• [The request] Would you retype, word for word, the line with "Reviewer note: see that each instance of the horizontal" and every line after it through the end of the records below?

• [Exercise input]
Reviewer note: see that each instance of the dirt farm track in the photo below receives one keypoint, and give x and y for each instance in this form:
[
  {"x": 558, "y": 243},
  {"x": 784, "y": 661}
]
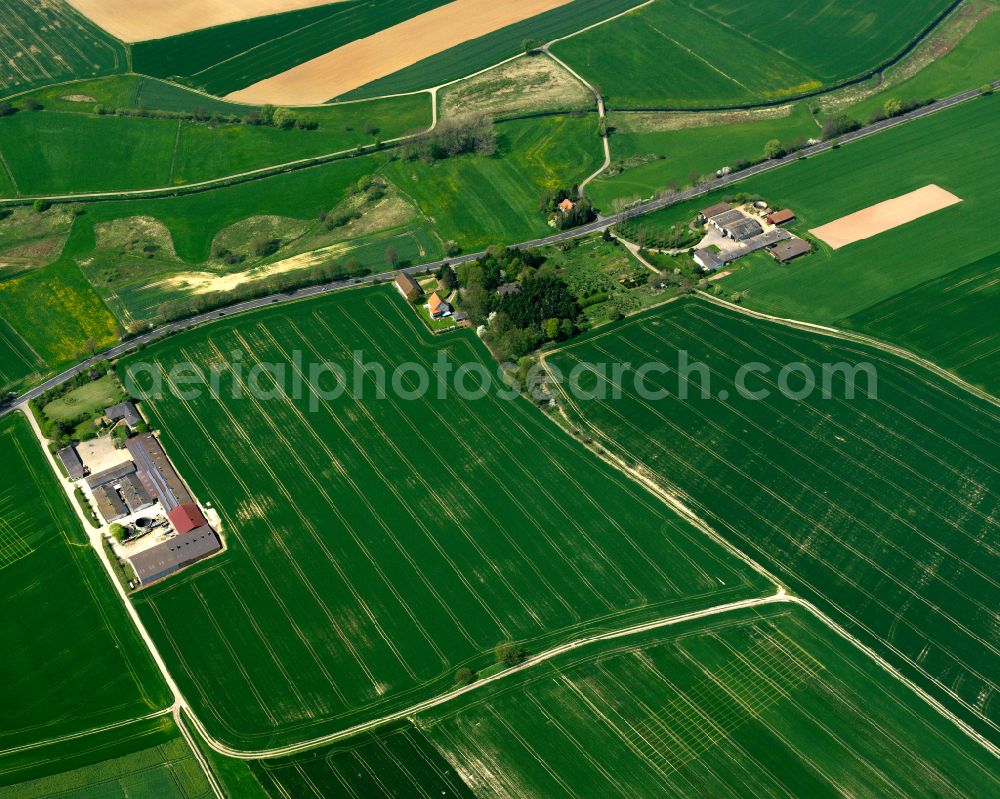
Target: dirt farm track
[{"x": 139, "y": 20}]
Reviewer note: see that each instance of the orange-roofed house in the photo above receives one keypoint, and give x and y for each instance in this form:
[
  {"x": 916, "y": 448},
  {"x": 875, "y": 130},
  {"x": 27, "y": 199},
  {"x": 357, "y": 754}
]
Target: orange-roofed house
[{"x": 437, "y": 306}]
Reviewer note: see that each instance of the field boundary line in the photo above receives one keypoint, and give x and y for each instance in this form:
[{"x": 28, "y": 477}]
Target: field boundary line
[
  {"x": 84, "y": 733},
  {"x": 542, "y": 657},
  {"x": 857, "y": 338}
]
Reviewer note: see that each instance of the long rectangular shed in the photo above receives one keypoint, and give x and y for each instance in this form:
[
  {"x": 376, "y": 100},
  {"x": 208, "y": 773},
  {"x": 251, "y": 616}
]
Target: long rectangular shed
[
  {"x": 156, "y": 473},
  {"x": 173, "y": 555}
]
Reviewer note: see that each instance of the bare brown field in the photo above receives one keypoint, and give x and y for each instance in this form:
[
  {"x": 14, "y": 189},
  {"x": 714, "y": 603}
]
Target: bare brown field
[
  {"x": 884, "y": 216},
  {"x": 139, "y": 20},
  {"x": 388, "y": 51}
]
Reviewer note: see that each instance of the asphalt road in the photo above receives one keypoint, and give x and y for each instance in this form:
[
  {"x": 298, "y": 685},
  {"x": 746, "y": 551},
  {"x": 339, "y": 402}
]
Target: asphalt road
[{"x": 598, "y": 225}]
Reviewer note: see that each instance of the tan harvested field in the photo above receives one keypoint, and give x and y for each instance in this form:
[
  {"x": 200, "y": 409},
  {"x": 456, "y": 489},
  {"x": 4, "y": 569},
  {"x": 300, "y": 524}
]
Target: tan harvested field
[
  {"x": 139, "y": 20},
  {"x": 884, "y": 216},
  {"x": 360, "y": 62},
  {"x": 527, "y": 84}
]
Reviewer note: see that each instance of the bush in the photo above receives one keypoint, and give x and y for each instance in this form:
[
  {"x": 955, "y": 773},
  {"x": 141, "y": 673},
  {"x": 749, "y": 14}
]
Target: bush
[
  {"x": 509, "y": 654},
  {"x": 838, "y": 126}
]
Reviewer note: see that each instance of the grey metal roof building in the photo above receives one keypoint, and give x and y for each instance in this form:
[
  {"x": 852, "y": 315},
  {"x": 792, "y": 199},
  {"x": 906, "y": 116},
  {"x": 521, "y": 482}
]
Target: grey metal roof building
[
  {"x": 173, "y": 555},
  {"x": 124, "y": 410},
  {"x": 111, "y": 475},
  {"x": 156, "y": 473},
  {"x": 743, "y": 229},
  {"x": 109, "y": 503},
  {"x": 727, "y": 218},
  {"x": 134, "y": 493},
  {"x": 70, "y": 458},
  {"x": 791, "y": 249}
]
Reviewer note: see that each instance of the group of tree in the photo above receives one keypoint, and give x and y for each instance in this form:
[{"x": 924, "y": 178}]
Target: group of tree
[
  {"x": 266, "y": 115},
  {"x": 275, "y": 284},
  {"x": 473, "y": 133},
  {"x": 894, "y": 108},
  {"x": 541, "y": 309}
]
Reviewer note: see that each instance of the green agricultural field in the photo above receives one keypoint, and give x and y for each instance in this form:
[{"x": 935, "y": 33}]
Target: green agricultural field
[
  {"x": 881, "y": 510},
  {"x": 399, "y": 761},
  {"x": 480, "y": 201},
  {"x": 830, "y": 285},
  {"x": 166, "y": 771},
  {"x": 48, "y": 42},
  {"x": 90, "y": 668},
  {"x": 225, "y": 58},
  {"x": 19, "y": 363},
  {"x": 951, "y": 320},
  {"x": 681, "y": 54},
  {"x": 153, "y": 153},
  {"x": 57, "y": 314},
  {"x": 477, "y": 54},
  {"x": 375, "y": 546},
  {"x": 763, "y": 703},
  {"x": 652, "y": 152},
  {"x": 959, "y": 56},
  {"x": 54, "y": 152}
]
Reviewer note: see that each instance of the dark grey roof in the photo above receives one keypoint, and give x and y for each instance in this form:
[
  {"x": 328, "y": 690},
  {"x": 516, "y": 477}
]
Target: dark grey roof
[
  {"x": 124, "y": 410},
  {"x": 715, "y": 210},
  {"x": 175, "y": 554},
  {"x": 134, "y": 493},
  {"x": 709, "y": 259},
  {"x": 110, "y": 475},
  {"x": 109, "y": 503},
  {"x": 71, "y": 460},
  {"x": 727, "y": 217},
  {"x": 744, "y": 229},
  {"x": 791, "y": 249},
  {"x": 156, "y": 473}
]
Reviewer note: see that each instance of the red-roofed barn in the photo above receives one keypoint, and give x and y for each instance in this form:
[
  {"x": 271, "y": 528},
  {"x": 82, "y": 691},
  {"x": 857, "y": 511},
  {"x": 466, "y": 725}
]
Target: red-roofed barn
[{"x": 186, "y": 517}]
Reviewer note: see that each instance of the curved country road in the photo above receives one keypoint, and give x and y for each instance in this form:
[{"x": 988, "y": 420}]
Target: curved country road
[{"x": 600, "y": 224}]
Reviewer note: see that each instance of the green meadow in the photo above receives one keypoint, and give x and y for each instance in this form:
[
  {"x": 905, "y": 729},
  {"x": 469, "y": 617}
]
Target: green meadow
[
  {"x": 651, "y": 152},
  {"x": 477, "y": 54},
  {"x": 680, "y": 54},
  {"x": 153, "y": 153},
  {"x": 478, "y": 201},
  {"x": 881, "y": 509},
  {"x": 90, "y": 668},
  {"x": 950, "y": 320},
  {"x": 375, "y": 546},
  {"x": 753, "y": 703},
  {"x": 225, "y": 58},
  {"x": 166, "y": 770},
  {"x": 47, "y": 42},
  {"x": 56, "y": 314}
]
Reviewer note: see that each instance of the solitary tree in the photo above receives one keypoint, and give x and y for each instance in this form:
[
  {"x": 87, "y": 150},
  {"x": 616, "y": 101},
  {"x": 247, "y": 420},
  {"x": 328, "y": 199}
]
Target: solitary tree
[
  {"x": 892, "y": 107},
  {"x": 773, "y": 149}
]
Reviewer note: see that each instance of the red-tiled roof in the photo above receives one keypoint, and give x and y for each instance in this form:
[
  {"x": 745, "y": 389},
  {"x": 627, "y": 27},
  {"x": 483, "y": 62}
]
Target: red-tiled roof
[{"x": 186, "y": 518}]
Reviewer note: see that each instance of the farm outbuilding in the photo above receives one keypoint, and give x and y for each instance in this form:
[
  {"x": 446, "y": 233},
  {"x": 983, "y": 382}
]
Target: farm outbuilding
[
  {"x": 408, "y": 287},
  {"x": 109, "y": 503},
  {"x": 186, "y": 517},
  {"x": 715, "y": 210},
  {"x": 707, "y": 259},
  {"x": 163, "y": 559},
  {"x": 742, "y": 229},
  {"x": 789, "y": 250},
  {"x": 437, "y": 306}
]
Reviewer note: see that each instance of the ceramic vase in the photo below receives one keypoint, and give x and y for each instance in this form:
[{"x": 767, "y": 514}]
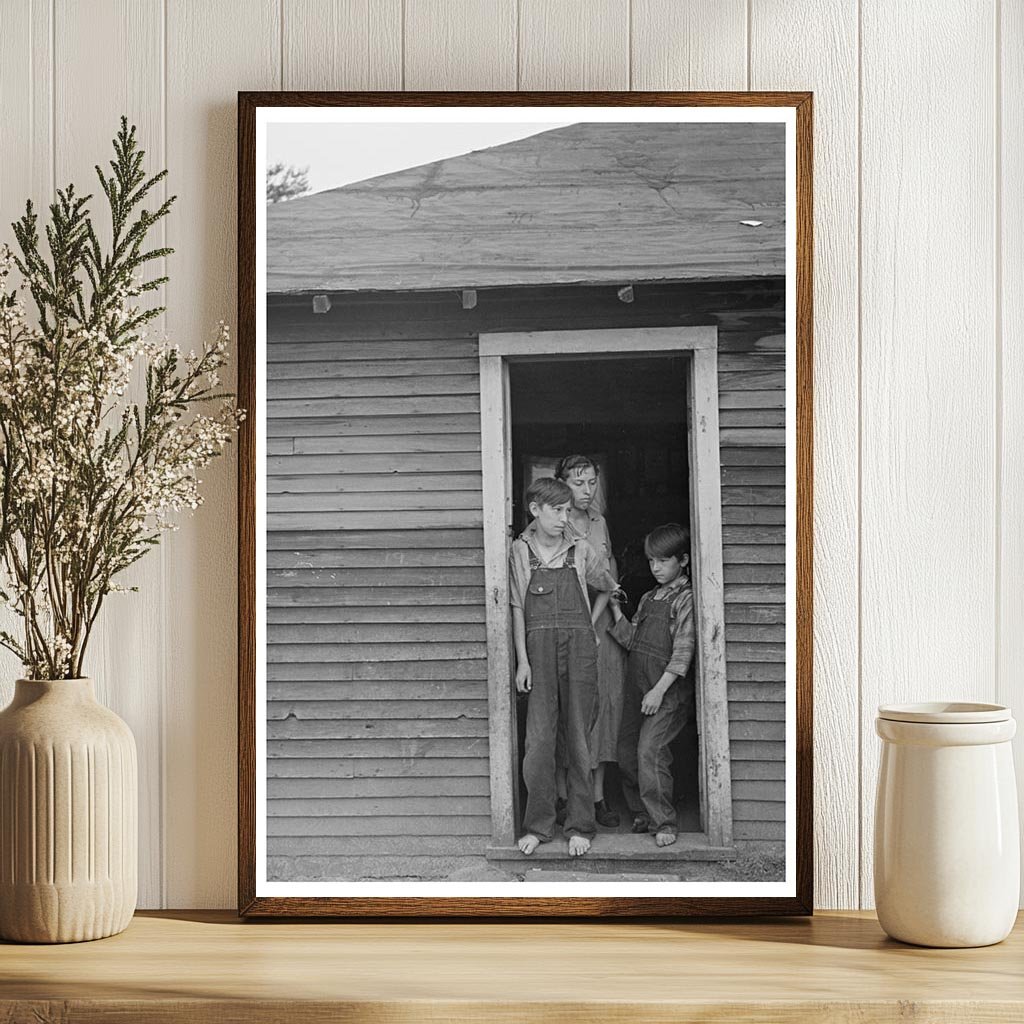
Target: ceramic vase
[
  {"x": 69, "y": 797},
  {"x": 946, "y": 841}
]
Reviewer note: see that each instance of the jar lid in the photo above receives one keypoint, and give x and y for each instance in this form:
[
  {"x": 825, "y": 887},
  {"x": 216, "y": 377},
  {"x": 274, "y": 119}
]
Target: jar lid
[{"x": 945, "y": 713}]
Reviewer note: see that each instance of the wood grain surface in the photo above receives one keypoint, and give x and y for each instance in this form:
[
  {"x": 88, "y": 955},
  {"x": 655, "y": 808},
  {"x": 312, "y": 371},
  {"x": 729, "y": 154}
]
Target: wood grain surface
[{"x": 210, "y": 968}]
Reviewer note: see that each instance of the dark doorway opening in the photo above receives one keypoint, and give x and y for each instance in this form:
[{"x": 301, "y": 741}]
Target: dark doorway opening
[{"x": 629, "y": 415}]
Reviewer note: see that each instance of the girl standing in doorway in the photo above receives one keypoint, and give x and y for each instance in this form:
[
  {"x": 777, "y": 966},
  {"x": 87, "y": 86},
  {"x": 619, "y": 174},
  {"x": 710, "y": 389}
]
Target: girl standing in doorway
[{"x": 581, "y": 473}]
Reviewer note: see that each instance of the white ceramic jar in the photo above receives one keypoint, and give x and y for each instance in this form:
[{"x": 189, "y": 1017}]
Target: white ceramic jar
[{"x": 946, "y": 841}]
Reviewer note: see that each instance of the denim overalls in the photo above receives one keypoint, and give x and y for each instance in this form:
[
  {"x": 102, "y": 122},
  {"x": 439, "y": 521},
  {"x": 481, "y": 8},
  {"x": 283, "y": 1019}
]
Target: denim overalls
[
  {"x": 562, "y": 655},
  {"x": 644, "y": 742}
]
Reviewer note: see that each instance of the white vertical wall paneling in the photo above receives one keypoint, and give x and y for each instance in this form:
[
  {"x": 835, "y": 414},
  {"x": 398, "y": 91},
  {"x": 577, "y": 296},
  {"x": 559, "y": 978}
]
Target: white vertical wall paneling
[
  {"x": 1011, "y": 242},
  {"x": 928, "y": 456},
  {"x": 26, "y": 133},
  {"x": 800, "y": 45},
  {"x": 213, "y": 50},
  {"x": 573, "y": 44},
  {"x": 699, "y": 44},
  {"x": 460, "y": 44},
  {"x": 342, "y": 44},
  {"x": 122, "y": 656}
]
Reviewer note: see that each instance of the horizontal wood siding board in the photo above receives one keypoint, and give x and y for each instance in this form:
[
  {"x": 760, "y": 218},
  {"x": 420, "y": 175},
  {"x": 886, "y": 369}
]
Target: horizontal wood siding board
[
  {"x": 759, "y": 810},
  {"x": 297, "y": 409},
  {"x": 377, "y": 787},
  {"x": 771, "y": 791},
  {"x": 383, "y": 443},
  {"x": 372, "y": 387},
  {"x": 383, "y": 671},
  {"x": 435, "y": 577},
  {"x": 441, "y": 462},
  {"x": 352, "y": 867},
  {"x": 750, "y": 612},
  {"x": 306, "y": 344},
  {"x": 378, "y": 806},
  {"x": 370, "y": 426},
  {"x": 378, "y": 690},
  {"x": 771, "y": 399},
  {"x": 760, "y": 691},
  {"x": 385, "y": 633},
  {"x": 386, "y": 501},
  {"x": 377, "y": 614},
  {"x": 752, "y": 418},
  {"x": 461, "y": 518},
  {"x": 363, "y": 558},
  {"x": 341, "y": 706},
  {"x": 762, "y": 830},
  {"x": 375, "y": 369},
  {"x": 423, "y": 747},
  {"x": 382, "y": 767},
  {"x": 375, "y": 846},
  {"x": 420, "y": 728},
  {"x": 379, "y": 652},
  {"x": 741, "y": 651},
  {"x": 375, "y": 540},
  {"x": 341, "y": 486},
  {"x": 756, "y": 710},
  {"x": 763, "y": 770},
  {"x": 431, "y": 824}
]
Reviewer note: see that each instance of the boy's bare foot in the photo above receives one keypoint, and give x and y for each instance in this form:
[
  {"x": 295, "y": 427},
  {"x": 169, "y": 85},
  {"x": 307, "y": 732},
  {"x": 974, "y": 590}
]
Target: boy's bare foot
[
  {"x": 528, "y": 843},
  {"x": 579, "y": 845}
]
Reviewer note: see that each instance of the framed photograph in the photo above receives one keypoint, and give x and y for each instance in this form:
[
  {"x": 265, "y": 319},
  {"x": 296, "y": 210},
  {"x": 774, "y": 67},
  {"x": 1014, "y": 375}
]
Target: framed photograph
[{"x": 524, "y": 506}]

• [Written reply]
Reviewer note: see that each instance of the horizontal wood siding board in the photo above receives one keypoint, and give x and y for each instance in this form:
[
  {"x": 760, "y": 218},
  {"x": 420, "y": 175},
  {"x": 886, "y": 369}
]
Target: horizontal wood siding board
[
  {"x": 759, "y": 810},
  {"x": 297, "y": 409},
  {"x": 377, "y": 787},
  {"x": 771, "y": 791},
  {"x": 383, "y": 443},
  {"x": 372, "y": 387},
  {"x": 383, "y": 671},
  {"x": 435, "y": 577},
  {"x": 441, "y": 462},
  {"x": 352, "y": 867},
  {"x": 750, "y": 612},
  {"x": 306, "y": 344},
  {"x": 378, "y": 806},
  {"x": 370, "y": 426},
  {"x": 378, "y": 690},
  {"x": 771, "y": 399},
  {"x": 760, "y": 691},
  {"x": 385, "y": 633},
  {"x": 386, "y": 501},
  {"x": 377, "y": 614},
  {"x": 752, "y": 418},
  {"x": 461, "y": 518},
  {"x": 363, "y": 558},
  {"x": 341, "y": 706},
  {"x": 762, "y": 830},
  {"x": 375, "y": 369},
  {"x": 423, "y": 747},
  {"x": 382, "y": 767},
  {"x": 375, "y": 846},
  {"x": 420, "y": 728},
  {"x": 379, "y": 652},
  {"x": 741, "y": 651},
  {"x": 375, "y": 540},
  {"x": 341, "y": 486},
  {"x": 756, "y": 710},
  {"x": 763, "y": 770},
  {"x": 431, "y": 824}
]
Reviewer note: see that each instance of the boy's bare foot in the photo above receives one keypoint, and give x and y for each instance in this form:
[
  {"x": 295, "y": 427},
  {"x": 169, "y": 85},
  {"x": 307, "y": 732},
  {"x": 974, "y": 590}
]
Target: boy's bare foot
[
  {"x": 528, "y": 843},
  {"x": 579, "y": 845}
]
Reviewer note: see that each instance of the framed photograph in the photo above receives one keypoint, and give x and y for each instance in this form:
[
  {"x": 265, "y": 319},
  {"x": 296, "y": 210},
  {"x": 774, "y": 67},
  {"x": 1014, "y": 375}
]
Target: framed photograph
[{"x": 524, "y": 506}]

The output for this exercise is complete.